EXERCISE INSTRUCTIONS: Rewrite the rows from the line containing "Keypoint placement: for each instance of the potted" through the end of the rows, replacing "thickest" with "widest" and leaving everything else unchanged.

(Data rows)
--

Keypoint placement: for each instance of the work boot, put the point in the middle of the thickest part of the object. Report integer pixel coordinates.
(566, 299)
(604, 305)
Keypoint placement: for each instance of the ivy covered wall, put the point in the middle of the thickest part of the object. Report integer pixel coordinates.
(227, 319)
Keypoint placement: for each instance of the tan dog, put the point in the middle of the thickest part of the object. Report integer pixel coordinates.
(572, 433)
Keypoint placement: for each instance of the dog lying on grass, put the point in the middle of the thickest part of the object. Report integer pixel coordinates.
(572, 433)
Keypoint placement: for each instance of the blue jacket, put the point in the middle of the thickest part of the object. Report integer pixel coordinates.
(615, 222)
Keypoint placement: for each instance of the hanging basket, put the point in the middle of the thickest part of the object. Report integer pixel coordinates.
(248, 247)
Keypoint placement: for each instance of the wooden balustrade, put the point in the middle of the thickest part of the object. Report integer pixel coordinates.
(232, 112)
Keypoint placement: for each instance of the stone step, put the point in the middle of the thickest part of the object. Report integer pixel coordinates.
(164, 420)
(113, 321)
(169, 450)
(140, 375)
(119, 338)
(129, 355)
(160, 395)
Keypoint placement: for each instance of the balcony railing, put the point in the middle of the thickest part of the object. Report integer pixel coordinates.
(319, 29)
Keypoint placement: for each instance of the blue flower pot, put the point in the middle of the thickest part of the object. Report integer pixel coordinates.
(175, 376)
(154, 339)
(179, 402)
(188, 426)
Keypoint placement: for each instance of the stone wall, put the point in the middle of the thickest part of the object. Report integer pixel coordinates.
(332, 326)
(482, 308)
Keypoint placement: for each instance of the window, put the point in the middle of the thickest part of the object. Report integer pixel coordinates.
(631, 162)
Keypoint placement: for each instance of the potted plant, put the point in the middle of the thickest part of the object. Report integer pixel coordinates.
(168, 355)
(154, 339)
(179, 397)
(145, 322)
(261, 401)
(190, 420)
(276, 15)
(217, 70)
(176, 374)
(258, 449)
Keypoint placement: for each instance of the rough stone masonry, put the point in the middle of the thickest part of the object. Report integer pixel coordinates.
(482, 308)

--

SOLUTION TO THIS TASK:
Keypoint placement: for each instance of the potted plant, put the point in the middle of the widest part of the object. Report integer pixel coordinates.
(168, 355)
(154, 339)
(179, 397)
(145, 322)
(261, 401)
(190, 420)
(276, 15)
(217, 70)
(176, 374)
(258, 449)
Keypoint placement: for each instance of the rough stone masonry, put the point in the middle of the widest part of the object. Report integer pixel coordinates.
(482, 308)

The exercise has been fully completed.